The request: Pick out every line in the rows below that contains the string "beer", and copy each one. Case counts.

Some records
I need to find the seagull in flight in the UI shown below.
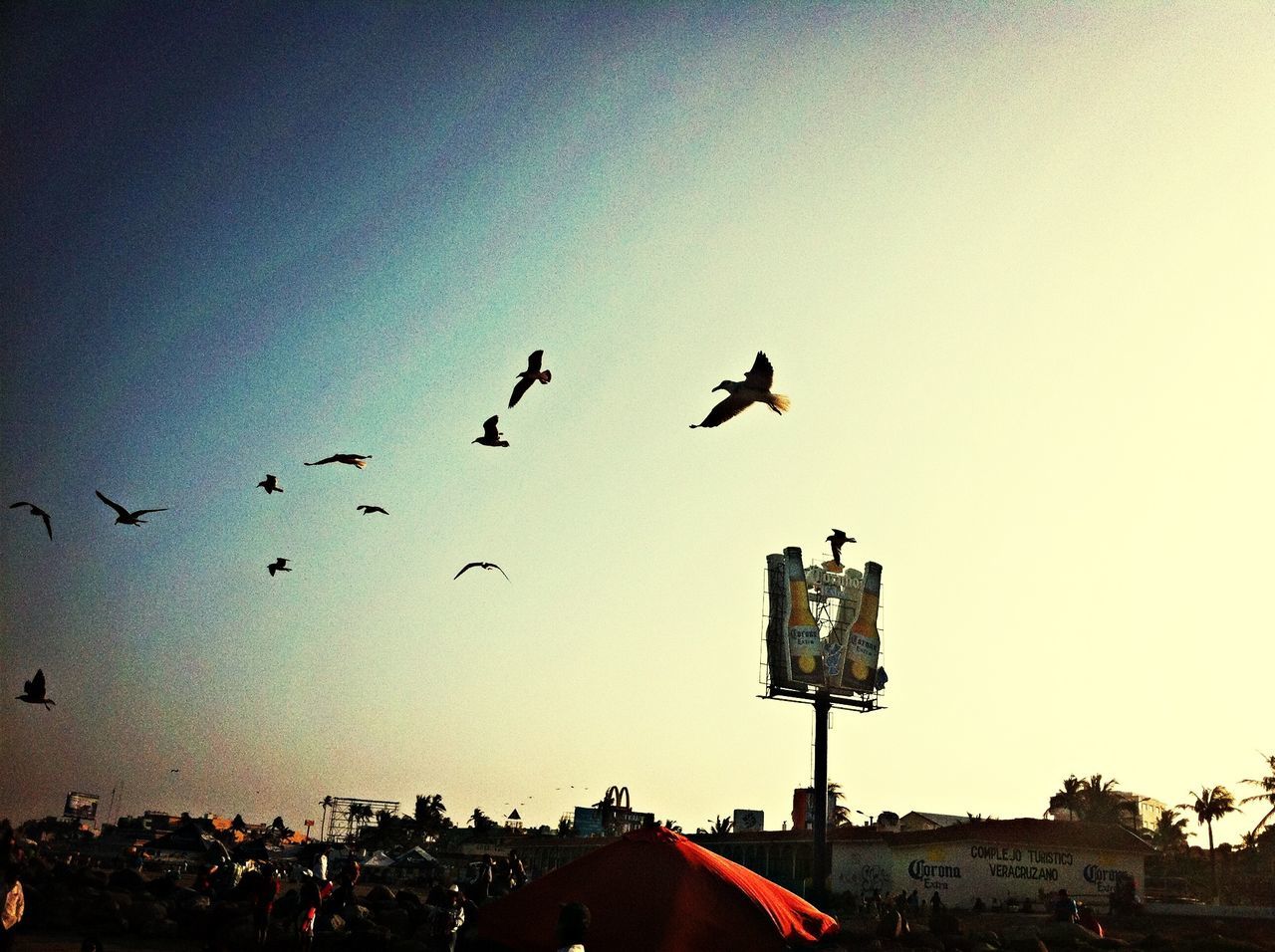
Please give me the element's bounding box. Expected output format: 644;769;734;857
509;351;554;408
14;668;58;711
93;489;168;525
691;351;788;429
9;502;54;539
302;452;371;469
824;529;858;565
469;414;509;446
451;562;509;582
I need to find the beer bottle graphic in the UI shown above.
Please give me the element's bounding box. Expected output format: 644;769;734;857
842;562;881;691
784;546;824;684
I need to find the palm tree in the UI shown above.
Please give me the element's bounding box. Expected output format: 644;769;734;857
709;817;734;833
411;794;451;838
828;780;852;826
1178;787;1235;905
1044;774;1084;820
1239;753;1275;833
1147;807;1187;856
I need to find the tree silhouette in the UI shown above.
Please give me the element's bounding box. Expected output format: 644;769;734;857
1147;807;1187;856
1178;787;1235;905
1239;753;1275;833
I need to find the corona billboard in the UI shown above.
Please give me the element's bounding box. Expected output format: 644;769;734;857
766;546;881;696
63;790;100;821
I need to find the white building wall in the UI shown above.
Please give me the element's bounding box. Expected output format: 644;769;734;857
832;837;1144;908
892;839;1144;907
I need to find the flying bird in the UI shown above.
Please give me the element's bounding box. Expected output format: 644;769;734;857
451;562;509;582
14;669;58;711
470;414;509;446
302;452;371;469
824;529;857;565
509;351;554;408
9;502;54;539
691;351;788;429
93;489;168;525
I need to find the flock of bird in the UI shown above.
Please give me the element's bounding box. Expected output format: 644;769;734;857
9;351;795;710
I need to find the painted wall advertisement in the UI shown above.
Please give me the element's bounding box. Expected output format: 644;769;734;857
896;842;1143;902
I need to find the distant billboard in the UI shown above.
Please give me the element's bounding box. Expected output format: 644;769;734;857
63;790;101;820
766;547;881;696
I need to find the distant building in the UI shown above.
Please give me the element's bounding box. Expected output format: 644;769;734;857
1048;790;1167;830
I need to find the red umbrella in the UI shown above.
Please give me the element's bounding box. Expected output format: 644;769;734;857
474;828;838;952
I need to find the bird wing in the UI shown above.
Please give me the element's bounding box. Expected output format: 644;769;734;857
743;351;775;390
93;489;132;518
509;373;536;406
700;387;752;427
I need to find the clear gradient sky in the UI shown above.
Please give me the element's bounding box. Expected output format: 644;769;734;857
0;3;1275;841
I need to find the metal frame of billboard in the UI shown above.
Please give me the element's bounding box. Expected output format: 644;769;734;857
759;555;885;714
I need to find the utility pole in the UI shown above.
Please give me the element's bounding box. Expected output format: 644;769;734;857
810;691;833;906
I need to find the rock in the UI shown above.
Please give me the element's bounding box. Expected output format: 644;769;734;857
364;883;395;903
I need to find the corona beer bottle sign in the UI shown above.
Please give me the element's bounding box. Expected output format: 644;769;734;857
784;546;825;687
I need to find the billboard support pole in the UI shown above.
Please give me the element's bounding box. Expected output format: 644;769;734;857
811;691;833;906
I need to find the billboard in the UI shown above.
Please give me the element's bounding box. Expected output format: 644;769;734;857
766;546;881;696
63;790;101;820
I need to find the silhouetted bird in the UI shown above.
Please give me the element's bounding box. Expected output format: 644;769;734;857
93;489;168;525
470;415;509;446
451;562;509;582
691;351;788;429
824;529;856;565
509;351;554;406
304;452;371;469
14;669;58;711
9;502;54;539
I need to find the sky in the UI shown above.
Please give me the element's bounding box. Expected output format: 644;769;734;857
0;3;1275;843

Result for this exercise:
I need to find the beer bottle graphic in the UI shown above.
I need to find the corona beer bottle sign in the UI shown above.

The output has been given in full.